Instruction — Copy every line of the material below word for word, and leave out the pictures.
☆ ☆ ☆
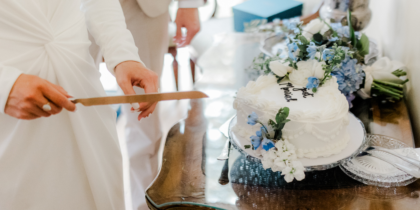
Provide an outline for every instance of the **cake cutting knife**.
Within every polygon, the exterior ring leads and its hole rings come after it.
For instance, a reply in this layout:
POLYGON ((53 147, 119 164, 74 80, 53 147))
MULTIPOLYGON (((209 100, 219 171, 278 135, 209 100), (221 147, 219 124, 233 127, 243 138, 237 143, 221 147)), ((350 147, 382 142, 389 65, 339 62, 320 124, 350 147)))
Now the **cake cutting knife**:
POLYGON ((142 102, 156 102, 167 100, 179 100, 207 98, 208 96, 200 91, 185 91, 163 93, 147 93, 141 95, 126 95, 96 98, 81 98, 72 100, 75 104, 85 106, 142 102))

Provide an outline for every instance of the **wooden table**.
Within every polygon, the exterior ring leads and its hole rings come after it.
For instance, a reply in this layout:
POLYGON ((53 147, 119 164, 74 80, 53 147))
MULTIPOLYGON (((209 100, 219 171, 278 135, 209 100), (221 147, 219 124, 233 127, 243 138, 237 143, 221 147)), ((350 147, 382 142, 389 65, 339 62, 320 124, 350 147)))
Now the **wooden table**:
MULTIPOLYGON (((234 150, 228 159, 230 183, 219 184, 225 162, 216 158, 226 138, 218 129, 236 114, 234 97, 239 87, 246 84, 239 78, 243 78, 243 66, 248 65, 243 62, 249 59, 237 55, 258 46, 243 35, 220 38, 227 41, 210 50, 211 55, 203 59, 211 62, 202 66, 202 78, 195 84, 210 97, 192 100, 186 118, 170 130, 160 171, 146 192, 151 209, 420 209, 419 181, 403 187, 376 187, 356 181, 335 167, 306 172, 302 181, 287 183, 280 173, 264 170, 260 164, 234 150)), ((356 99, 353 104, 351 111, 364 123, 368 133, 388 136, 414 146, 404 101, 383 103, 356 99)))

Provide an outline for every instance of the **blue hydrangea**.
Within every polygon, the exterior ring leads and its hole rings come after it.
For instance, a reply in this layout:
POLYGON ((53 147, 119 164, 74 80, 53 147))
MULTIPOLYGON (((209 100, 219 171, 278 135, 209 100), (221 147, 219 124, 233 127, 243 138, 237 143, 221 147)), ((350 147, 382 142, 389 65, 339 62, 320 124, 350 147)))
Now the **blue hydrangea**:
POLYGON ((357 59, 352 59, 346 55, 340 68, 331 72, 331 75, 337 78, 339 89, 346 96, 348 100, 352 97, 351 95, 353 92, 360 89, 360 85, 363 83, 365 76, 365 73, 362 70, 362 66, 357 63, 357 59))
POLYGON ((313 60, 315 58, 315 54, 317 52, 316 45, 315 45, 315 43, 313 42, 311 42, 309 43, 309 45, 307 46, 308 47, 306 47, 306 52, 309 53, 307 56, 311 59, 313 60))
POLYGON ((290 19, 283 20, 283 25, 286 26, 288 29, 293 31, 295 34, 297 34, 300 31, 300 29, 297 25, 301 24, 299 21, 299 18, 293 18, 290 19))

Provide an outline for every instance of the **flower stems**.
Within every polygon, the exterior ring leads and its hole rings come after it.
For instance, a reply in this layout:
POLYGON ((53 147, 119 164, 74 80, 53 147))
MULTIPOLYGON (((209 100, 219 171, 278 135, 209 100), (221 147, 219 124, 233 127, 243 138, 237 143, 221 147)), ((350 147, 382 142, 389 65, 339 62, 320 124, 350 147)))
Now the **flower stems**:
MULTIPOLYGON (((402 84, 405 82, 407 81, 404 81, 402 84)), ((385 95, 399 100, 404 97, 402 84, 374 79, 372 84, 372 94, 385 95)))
☆ ☆ ☆
Final result —
Provide an outline for every instance of the **cake cutting knife**.
Within every polygon, the exterior ring leads and its hole rings come after it.
For instance, a reply in this layout:
POLYGON ((53 147, 119 164, 74 80, 53 147))
MULTIPOLYGON (((209 100, 219 171, 278 135, 209 100), (221 147, 219 124, 233 127, 243 138, 237 143, 221 147)), ((350 147, 382 142, 389 65, 339 62, 320 124, 350 147)))
Now the **cake cutting knife**:
POLYGON ((142 102, 156 102, 167 100, 179 100, 207 98, 208 96, 200 91, 185 91, 163 93, 147 93, 141 95, 126 95, 96 98, 81 98, 72 100, 75 104, 85 106, 142 102))

Provide an outline for every instance of the **wooden table**.
Within every polygon, the exterior ring leads and its hole rings come after it.
For instance, a reply in this layout:
POLYGON ((53 147, 119 164, 74 80, 53 147))
MULTIPOLYGON (((209 100, 219 171, 278 135, 209 100), (221 147, 219 124, 233 127, 243 138, 237 143, 221 147)), ((350 147, 382 142, 389 65, 339 62, 320 124, 350 147)))
Now the **wooden table**:
MULTIPOLYGON (((234 150, 228 159, 230 183, 219 184, 225 162, 216 158, 226 138, 218 129, 236 114, 234 97, 239 87, 246 84, 239 78, 243 78, 243 66, 248 65, 243 62, 249 59, 237 55, 258 46, 243 35, 220 38, 227 41, 210 50, 211 55, 203 59, 211 62, 202 66, 202 78, 195 84, 210 97, 192 100, 186 118, 170 130, 160 171, 146 192, 151 209, 420 209, 419 181, 403 187, 376 187, 356 181, 335 167, 306 172, 302 181, 287 183, 280 173, 264 170, 260 164, 234 150)), ((356 99, 353 104, 351 111, 364 123, 368 133, 388 136, 414 146, 404 101, 383 103, 356 99)))

Provide an outline for every instance of the **blue hydrangea**.
Within every polygon, the exterior ring leads and its hole rings come after it.
For instance, a reply in this layout:
POLYGON ((53 147, 119 164, 74 80, 53 147))
MULTIPOLYGON (((209 100, 219 171, 278 135, 209 100), (221 147, 219 124, 233 127, 243 138, 237 143, 221 147)), ((350 147, 382 142, 389 65, 339 62, 320 124, 350 147)))
Now the **blue hydrangea**:
POLYGON ((357 59, 352 59, 346 55, 340 68, 331 72, 331 75, 337 78, 339 89, 346 96, 348 100, 352 97, 351 95, 353 92, 360 89, 360 85, 363 83, 365 76, 365 73, 362 70, 362 66, 357 63, 357 59))
POLYGON ((313 60, 315 58, 315 54, 317 52, 316 45, 315 45, 315 43, 313 42, 311 42, 309 43, 309 45, 307 46, 308 47, 306 47, 306 52, 309 53, 307 56, 311 59, 313 60))
POLYGON ((290 19, 283 20, 283 25, 286 26, 288 29, 293 31, 295 34, 297 34, 300 31, 300 29, 297 25, 301 24, 299 21, 299 18, 293 18, 290 19))

Provide an outline for every instance of the **flower stems**.
Within every polygon, the exterior ring leads and its hole rings come after it.
For instance, a reply in this layout:
POLYGON ((53 147, 119 164, 74 80, 53 147))
MULTIPOLYGON (((209 100, 219 171, 278 135, 209 100), (221 147, 219 124, 233 127, 243 138, 237 143, 221 147)), ((350 147, 382 142, 389 65, 339 62, 320 124, 350 147)))
Now the **flower stems**:
MULTIPOLYGON (((402 84, 405 82, 407 81, 404 81, 402 84)), ((385 95, 399 100, 404 97, 402 84, 374 79, 372 84, 372 94, 385 95)))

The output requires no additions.